_PROBLEM DESCRIPTION_
Update the listing below by replacing every "Query" with "Target" and leaving all other text unchanged.

Pointing dataset records:

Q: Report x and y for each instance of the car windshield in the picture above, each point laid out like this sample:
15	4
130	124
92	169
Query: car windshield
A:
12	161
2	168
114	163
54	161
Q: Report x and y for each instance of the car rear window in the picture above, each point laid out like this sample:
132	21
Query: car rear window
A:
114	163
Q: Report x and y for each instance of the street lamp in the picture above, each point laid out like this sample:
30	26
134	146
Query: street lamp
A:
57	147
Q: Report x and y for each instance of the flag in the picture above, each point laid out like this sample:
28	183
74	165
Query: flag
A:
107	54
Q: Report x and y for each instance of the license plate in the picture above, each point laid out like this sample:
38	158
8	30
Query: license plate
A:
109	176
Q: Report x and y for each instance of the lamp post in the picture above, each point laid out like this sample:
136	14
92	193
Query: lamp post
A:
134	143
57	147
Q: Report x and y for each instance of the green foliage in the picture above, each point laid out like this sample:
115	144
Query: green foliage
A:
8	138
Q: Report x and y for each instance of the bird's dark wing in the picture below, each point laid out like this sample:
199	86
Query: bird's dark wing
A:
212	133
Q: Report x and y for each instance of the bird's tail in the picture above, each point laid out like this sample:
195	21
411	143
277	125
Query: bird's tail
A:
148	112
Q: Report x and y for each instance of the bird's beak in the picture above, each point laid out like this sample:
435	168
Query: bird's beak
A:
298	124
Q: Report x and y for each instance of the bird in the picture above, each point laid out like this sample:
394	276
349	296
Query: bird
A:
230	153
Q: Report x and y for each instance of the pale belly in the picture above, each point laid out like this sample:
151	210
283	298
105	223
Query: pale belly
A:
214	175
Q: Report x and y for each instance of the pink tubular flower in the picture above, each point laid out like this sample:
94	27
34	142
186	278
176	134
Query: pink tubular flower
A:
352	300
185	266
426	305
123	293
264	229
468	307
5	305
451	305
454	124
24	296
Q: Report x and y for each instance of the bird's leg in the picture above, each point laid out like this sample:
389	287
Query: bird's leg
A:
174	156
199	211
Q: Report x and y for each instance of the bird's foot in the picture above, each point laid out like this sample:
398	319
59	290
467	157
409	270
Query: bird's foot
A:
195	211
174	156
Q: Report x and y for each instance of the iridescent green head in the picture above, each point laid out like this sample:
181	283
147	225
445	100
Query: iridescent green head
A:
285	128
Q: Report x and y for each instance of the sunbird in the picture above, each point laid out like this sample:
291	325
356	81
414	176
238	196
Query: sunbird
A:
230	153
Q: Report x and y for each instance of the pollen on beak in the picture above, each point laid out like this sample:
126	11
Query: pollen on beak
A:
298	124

_SOLUTION TO THE PROBLEM_
Q: Report x and y for each instance of the car windshield in the picture above, each point laid out like this sample:
15	4
130	124
92	169
Target: car windshield
A:
12	161
2	168
114	163
54	161
Q: Report x and y for each instance of the car rear window in the picture above, each point laid out like this sample:
132	21
Target: car rear window
A:
114	163
Q: Report x and y for each instance of the street lamp in the picture above, each point laid out like this sample:
30	26
134	146
Target: street lamp
A:
57	147
Q: Report x and y for each instance of the flag in the picture above, each point laid out like this sample:
28	183
74	165
Target: flag
A:
107	54
Q: Report x and y for each instance of the license plate in the picture above, each point laid out like this sample:
38	158
8	30
Target: license plate
A:
109	176
Q: Report x and y for each instance of the lamp post in the picture above, each point laid out like this sample:
136	14
92	193
Target: lamp post
A:
134	143
57	147
Q: Report x and y for each instance of the green foliage in the picture above, each point laid out like this sample:
115	144
Target: green foliage
A:
8	138
Q: Report x and y for each instance of the bird's dark wing in the picture below, each point laid out like this sample:
199	86
Target: bird's dark wing
A:
212	133
Q: Report x and y for each instance of the bird's tail in the picture above, each point laid out like this sample:
195	21
411	143
277	125
Target: bird's tail
A:
148	112
Q: Report x and y for each instance of the bird's beak in the picture above, each point laid out like this sample:
435	168
Target: bird's beak
A:
298	124
Q: Report x and y for each instance of the bird in the picture above, each point laid out like this sample:
394	276
349	296
Target: bird
A:
230	153
Q: Report x and y for each instance of the pale belly in the picture above, each point laid out like this sample:
151	210
283	298
105	223
Target: pale belly
A:
214	175
Q: Report x and y for each instance of the pink tubular flower in the picture above, each point laid out like this sample:
94	27
34	142
186	278
176	134
Target: pink tubular flower
A:
352	300
185	266
426	305
123	293
264	229
468	307
5	305
451	305
454	124
24	296
Q: Report x and y for each instance of the bird's leg in the picture above, each point laid out like this sample:
389	287
Target: bird's leg
A:
174	156
199	211
Q: Report x and y for each instance of the bird's foot in the picture above, each point laid out like this sample:
398	319
59	290
467	157
409	270
Target: bird's foot
A:
195	211
174	156
Q: Report x and y for each instance of the iridescent green head in the picture above, each point laid out like this sample:
181	283
147	225
445	100
Target: iridescent green head
A:
285	128
Q: Report x and y for each instance of the sunbird in the picture above, each point laid out like this sample:
291	325
356	81
414	176
238	196
Target: sunbird
A:
230	153
Q: Report x and y for each instance of the pollen on beak in the picture above, each point laid out like this sample:
126	11
Target: pollen on beak
A:
298	124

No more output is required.